- Extrait du document
|---|
Les notes de fin de l'auteur, sorte de commentaire sur chaque nouvelle, sont un régal, bien que parfois un peu difficiles à rapprocher de ce qu'on a lu.

La Tour de Babylone : très belle histoire qui n'est pas de la SF mais m'a passionné car j'ai toujours voulu imaginer ce que serait la vie et l'ascension de la tour de Babel. Occasion de découvrir l'écriture de l'auteur, très agréable et fluide. Déception légère à la conclusion, l'explication finale ne m'ayant pas convaincu, sur un strict plan logique et technique. J'aurais à la limite préféré une explication fantastique, cela m'aurait évité de m'interroger sur ce qu'il a voulu dire.

"Comprends" est excellente et extrapole les pensées d'un homme devenu surdoué / surhomme. On glisse dans l'abstraction et aussi, décidément, je ne comprends pas trop la fin et le titre "comprends", mais je ne suis pas certain qu'il y ait plus à comprendre que cela !
|---|
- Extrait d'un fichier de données
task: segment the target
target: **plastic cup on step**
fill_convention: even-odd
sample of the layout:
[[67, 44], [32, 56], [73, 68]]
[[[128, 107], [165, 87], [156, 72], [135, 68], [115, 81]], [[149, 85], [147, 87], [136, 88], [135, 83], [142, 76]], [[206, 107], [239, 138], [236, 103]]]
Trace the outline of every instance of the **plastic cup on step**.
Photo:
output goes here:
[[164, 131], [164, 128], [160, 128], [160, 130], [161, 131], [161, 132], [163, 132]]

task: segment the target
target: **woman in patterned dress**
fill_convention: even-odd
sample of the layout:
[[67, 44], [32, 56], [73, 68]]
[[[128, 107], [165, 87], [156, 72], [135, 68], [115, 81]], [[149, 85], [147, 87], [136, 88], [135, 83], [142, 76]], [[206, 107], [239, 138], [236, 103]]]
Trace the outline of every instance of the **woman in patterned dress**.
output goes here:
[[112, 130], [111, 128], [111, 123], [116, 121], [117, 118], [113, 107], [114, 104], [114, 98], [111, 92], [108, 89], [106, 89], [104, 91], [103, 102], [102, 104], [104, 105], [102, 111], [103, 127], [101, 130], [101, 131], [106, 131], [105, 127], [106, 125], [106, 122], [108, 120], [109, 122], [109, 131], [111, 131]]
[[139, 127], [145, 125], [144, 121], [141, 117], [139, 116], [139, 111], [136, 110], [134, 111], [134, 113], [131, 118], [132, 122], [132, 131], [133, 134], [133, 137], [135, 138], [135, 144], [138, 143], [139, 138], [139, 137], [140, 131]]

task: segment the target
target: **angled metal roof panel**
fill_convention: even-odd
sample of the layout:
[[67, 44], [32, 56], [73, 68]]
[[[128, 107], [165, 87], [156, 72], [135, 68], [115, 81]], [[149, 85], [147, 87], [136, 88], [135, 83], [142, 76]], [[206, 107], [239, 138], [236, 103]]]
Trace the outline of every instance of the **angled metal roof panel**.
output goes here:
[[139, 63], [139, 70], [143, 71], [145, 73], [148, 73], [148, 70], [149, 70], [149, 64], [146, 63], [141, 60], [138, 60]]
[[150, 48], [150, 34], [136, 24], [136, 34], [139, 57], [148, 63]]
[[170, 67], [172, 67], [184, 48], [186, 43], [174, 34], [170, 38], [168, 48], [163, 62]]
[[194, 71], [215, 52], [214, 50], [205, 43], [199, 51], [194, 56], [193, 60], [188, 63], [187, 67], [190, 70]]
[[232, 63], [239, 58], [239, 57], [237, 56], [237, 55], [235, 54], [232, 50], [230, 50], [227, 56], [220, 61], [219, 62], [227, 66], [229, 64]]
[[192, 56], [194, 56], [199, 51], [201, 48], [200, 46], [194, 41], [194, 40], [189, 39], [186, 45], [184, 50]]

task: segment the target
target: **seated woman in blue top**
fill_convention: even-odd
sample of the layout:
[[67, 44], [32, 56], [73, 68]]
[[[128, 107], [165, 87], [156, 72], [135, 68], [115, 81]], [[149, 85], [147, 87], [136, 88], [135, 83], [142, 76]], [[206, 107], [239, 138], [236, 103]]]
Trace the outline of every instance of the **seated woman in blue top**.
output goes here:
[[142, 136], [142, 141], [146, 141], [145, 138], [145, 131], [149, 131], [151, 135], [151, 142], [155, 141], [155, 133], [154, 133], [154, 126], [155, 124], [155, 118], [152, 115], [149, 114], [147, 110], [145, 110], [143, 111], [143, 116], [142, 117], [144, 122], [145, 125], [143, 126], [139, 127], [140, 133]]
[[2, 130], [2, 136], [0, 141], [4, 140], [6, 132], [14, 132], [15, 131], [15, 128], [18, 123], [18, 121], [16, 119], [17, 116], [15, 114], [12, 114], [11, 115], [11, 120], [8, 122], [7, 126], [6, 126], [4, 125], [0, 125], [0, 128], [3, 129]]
|---|
- Liste des tâches
a) Relevez dans l'extrait sur les nouvelles tous les verbes conjugués dont le sujet est le pronom « je ».
b) Modifiez les lignes du fichier de données, depuis la première jusqu'à celle qui contient « 132], [163, 132]] » incluse, en remplaçant « plastic cup » par « paper cup » sans rien changer d'autre.
L'extrait et les lignes n'ont aucun lien entre eux.

- Réponses aux tâches
a)
- ai voulu (« j'ai toujours voulu imaginer »)
- aurais préféré (« J'aurais à la limite préféré »)
- comprends (« je ne comprends pas trop la fin »)
- suis (« je ne suis pas certain »)

b)
task: segment the target
target: **paper cup on step**
fill_convention: even-odd
sample of the layout:
[[67, 44], [32, 56], [73, 68]]
[[[128, 107], [165, 87], [156, 72], [135, 68], [115, 81]], [[149, 85], [147, 87], [136, 88], [135, 83], [142, 76]], [[206, 107], [239, 138], [236, 103]]]
Trace the outline of every instance of the **paper cup on step**.
Photo:
output goes here:
[[164, 131], [164, 128], [160, 128], [160, 130], [161, 131], [161, 132], [163, 132]]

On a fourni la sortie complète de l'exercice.